Your assignment >> A single number is expected: the count of lines below where the word "face" occurs.

--- Input data ---

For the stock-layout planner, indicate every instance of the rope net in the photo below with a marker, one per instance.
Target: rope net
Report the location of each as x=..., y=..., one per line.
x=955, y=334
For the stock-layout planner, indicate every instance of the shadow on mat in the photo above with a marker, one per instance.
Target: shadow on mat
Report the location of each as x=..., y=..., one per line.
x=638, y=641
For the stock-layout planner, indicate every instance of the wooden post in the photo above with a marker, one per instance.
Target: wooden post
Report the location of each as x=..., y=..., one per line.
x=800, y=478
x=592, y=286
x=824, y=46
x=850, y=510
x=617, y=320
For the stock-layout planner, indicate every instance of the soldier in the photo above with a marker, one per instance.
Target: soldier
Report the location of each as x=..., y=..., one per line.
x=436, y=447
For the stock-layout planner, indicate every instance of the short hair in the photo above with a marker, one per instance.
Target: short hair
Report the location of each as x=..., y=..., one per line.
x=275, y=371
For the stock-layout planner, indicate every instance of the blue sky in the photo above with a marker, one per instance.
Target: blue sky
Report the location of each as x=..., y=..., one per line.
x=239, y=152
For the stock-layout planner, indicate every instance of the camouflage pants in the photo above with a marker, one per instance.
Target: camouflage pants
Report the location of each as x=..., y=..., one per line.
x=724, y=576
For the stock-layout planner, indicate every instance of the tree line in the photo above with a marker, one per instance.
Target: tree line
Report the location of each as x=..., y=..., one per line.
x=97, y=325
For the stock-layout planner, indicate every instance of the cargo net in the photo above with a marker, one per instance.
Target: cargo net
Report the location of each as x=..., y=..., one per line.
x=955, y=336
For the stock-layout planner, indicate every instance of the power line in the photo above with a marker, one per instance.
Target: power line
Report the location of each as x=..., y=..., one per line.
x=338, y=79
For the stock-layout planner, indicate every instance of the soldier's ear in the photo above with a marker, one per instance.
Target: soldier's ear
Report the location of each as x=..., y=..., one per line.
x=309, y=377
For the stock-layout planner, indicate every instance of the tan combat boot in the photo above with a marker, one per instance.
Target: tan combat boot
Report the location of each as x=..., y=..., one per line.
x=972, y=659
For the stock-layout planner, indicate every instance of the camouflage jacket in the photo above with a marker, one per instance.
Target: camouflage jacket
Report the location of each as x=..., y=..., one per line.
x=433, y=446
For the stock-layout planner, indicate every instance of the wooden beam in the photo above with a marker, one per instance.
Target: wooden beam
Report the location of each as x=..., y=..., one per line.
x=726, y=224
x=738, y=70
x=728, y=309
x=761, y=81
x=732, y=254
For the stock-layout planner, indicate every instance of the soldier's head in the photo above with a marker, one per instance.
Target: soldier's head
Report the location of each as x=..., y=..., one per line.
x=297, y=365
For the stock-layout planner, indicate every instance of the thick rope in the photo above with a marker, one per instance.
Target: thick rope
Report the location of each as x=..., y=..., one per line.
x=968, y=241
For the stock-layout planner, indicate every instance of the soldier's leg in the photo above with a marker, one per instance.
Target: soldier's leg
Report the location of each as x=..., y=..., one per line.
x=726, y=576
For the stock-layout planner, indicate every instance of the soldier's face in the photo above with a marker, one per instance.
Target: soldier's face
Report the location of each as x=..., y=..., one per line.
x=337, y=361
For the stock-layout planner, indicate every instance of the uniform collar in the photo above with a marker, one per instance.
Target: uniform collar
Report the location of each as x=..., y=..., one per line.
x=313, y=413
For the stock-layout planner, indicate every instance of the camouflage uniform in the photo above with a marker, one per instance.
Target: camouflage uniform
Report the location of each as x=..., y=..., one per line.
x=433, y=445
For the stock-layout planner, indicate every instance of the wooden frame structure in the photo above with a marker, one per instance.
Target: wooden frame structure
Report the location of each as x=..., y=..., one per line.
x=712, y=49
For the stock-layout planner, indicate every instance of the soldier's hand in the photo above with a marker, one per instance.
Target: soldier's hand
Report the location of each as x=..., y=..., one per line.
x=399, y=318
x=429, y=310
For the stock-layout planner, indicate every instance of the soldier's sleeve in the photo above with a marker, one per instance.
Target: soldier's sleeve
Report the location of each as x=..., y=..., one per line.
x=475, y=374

---

Response >> 2